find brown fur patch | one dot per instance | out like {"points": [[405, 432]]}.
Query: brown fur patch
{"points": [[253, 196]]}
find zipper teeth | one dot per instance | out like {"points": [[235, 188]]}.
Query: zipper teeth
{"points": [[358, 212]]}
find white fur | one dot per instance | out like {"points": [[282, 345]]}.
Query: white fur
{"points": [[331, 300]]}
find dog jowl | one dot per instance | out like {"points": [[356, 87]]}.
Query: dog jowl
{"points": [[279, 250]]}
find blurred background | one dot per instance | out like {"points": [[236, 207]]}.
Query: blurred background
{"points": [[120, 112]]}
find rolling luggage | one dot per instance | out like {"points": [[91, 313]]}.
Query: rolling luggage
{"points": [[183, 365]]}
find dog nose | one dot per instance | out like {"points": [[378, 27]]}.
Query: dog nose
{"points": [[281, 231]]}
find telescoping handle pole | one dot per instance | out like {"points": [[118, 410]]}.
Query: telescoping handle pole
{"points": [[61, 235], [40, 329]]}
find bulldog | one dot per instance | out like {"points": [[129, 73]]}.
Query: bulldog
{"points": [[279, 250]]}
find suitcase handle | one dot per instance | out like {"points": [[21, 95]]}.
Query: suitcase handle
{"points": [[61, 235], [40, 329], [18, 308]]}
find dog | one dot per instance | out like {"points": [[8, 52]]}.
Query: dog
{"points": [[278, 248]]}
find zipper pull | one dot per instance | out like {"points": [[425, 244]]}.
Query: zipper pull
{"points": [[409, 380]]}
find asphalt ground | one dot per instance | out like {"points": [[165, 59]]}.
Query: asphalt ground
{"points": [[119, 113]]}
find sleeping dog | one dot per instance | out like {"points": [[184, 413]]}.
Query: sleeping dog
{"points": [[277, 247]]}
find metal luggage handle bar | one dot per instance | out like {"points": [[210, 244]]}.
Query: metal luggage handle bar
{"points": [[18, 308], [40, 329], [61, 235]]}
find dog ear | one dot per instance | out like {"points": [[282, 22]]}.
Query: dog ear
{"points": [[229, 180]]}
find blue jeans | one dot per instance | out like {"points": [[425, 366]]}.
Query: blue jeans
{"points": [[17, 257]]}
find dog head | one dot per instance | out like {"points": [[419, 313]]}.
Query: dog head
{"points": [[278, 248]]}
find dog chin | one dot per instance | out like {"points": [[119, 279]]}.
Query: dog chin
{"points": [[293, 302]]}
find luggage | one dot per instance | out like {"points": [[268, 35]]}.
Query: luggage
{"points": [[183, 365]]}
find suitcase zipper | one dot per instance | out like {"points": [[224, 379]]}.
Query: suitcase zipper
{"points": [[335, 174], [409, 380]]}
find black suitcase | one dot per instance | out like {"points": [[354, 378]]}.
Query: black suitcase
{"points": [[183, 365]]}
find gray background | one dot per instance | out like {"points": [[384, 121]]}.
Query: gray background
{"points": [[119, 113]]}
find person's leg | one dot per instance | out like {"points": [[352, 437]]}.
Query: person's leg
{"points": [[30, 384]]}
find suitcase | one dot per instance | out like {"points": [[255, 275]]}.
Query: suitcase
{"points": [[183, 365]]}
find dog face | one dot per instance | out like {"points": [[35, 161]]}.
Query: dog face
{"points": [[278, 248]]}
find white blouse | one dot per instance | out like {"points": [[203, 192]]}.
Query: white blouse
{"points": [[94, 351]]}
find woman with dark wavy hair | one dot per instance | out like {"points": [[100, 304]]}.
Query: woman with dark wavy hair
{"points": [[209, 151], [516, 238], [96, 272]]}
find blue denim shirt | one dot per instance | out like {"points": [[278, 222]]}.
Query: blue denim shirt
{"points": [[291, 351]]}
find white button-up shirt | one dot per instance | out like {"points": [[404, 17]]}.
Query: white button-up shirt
※ ※ ※
Copy the lines above word for word, starting at the line that contains "find dog face" and continuing through the last line.

◆ SOLUTION TO THIS PROBLEM ◆
find dog face | one dot per instance | out like {"points": [[35, 161]]}.
Query: dog face
{"points": [[278, 248]]}
find white blouse | one dot per instance | out like {"points": [[203, 192]]}.
Query: white blouse
{"points": [[94, 351]]}
find woman with dark wavy hair | one dot per instance | out like {"points": [[100, 304]]}.
Query: woman with dark wavy hair
{"points": [[209, 151], [516, 238], [96, 272]]}
find blue denim shirt | one dot per instance | out like {"points": [[278, 222]]}.
Query: blue denim shirt
{"points": [[291, 351]]}
find white button-up shirt | one dot per instance | out like {"points": [[404, 17]]}.
Query: white button-up shirt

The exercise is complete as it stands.